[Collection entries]
━━━━━━━━━━━━━━━━━━━━
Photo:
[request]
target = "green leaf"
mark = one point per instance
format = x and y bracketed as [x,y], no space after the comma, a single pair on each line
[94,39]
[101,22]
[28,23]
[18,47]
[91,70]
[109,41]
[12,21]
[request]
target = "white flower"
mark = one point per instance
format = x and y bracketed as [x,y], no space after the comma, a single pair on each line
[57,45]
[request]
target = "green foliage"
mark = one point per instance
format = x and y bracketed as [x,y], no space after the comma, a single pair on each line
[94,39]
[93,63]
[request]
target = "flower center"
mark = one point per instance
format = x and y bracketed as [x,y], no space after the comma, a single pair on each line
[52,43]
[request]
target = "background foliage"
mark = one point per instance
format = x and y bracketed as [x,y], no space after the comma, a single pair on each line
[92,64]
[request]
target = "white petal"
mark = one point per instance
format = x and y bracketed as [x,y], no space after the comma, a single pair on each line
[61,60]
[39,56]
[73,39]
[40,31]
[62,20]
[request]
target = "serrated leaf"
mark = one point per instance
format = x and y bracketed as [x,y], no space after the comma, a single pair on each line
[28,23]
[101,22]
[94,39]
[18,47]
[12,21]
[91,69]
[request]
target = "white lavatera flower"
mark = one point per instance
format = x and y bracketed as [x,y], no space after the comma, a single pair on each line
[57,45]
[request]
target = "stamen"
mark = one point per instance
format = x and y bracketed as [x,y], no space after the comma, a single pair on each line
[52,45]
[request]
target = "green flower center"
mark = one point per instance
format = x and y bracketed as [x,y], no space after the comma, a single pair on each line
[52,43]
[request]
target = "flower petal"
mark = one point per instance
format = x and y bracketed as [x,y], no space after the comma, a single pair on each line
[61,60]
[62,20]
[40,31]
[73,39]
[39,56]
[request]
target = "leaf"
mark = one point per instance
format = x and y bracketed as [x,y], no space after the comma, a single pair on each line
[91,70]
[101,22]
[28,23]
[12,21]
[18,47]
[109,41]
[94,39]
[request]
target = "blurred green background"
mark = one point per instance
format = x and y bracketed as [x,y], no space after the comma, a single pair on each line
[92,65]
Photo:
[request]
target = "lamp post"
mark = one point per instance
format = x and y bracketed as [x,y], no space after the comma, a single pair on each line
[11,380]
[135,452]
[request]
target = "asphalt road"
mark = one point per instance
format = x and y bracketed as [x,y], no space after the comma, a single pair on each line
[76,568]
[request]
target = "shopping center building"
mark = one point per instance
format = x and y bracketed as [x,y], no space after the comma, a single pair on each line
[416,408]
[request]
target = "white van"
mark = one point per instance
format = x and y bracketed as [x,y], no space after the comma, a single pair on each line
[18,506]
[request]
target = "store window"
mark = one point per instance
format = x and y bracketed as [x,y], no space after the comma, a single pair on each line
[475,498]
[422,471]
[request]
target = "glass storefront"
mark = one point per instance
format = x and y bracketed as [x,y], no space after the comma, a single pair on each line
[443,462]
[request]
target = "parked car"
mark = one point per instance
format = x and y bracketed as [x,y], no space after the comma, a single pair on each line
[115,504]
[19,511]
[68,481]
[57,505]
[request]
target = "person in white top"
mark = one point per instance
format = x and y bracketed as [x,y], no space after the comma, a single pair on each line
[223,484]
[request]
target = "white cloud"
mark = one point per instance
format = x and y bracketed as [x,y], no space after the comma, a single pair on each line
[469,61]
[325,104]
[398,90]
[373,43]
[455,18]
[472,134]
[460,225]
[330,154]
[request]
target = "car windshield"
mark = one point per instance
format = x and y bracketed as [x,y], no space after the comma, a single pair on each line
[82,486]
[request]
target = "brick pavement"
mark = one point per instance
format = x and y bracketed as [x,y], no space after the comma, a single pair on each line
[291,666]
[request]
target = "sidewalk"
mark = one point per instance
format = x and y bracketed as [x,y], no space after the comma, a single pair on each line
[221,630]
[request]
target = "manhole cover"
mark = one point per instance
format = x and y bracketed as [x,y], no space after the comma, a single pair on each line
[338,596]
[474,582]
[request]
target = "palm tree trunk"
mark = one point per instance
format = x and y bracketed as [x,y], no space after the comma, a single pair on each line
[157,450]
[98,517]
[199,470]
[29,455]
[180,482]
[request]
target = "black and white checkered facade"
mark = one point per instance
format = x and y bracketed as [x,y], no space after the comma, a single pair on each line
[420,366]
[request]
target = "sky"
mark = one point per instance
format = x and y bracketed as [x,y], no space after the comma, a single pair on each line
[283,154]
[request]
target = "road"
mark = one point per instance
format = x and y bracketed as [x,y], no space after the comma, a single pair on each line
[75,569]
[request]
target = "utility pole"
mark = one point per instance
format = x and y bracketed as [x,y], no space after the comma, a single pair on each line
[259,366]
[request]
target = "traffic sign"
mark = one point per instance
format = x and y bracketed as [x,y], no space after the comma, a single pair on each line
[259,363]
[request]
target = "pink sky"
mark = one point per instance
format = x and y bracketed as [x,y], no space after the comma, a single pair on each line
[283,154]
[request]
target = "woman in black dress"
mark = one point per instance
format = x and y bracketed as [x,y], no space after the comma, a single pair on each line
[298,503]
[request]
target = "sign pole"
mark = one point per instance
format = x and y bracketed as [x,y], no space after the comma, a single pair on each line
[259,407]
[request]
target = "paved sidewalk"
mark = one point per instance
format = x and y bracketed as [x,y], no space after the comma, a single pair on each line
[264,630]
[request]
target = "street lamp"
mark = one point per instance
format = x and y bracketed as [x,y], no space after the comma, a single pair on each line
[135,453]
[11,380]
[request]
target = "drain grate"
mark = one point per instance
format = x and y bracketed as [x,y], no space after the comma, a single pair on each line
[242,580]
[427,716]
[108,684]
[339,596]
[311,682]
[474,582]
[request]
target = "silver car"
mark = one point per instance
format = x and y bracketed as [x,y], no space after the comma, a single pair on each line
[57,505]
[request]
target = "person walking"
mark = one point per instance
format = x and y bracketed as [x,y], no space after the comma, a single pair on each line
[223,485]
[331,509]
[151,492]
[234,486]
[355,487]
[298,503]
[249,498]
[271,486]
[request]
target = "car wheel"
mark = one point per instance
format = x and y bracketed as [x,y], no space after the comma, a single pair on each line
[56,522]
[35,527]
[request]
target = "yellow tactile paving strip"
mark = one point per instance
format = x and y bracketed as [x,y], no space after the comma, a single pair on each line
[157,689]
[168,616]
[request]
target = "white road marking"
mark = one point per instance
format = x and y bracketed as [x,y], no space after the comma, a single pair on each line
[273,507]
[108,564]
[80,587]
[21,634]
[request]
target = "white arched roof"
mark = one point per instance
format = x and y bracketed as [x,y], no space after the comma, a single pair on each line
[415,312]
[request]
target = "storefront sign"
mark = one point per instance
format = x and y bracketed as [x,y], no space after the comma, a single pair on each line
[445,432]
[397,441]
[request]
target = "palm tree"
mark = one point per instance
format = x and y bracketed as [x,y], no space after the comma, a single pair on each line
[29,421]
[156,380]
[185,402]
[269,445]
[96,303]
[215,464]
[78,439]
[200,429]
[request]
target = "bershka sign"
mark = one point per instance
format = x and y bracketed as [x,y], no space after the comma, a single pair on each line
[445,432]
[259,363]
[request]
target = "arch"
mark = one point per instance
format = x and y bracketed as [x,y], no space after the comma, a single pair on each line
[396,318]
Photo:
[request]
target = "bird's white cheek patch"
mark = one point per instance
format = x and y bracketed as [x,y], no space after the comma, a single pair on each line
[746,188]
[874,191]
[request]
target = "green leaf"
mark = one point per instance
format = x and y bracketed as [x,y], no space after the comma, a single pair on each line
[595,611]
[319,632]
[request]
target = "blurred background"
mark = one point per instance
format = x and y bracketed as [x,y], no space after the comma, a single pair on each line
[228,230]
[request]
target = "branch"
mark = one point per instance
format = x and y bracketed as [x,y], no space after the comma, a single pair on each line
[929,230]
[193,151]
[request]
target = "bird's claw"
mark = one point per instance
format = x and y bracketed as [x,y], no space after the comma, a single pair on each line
━━━━━━━━━━━━━━━━━━━━
# [To do]
Locate each line above that contains the string "green" and copy those lines out in full. Treat the match as case-sensitive.

# [Result of this exercise]
target = "green leaf"
target = "green foliage"
target = "green flower center"
target = "blurred green background"
target = "green leaf"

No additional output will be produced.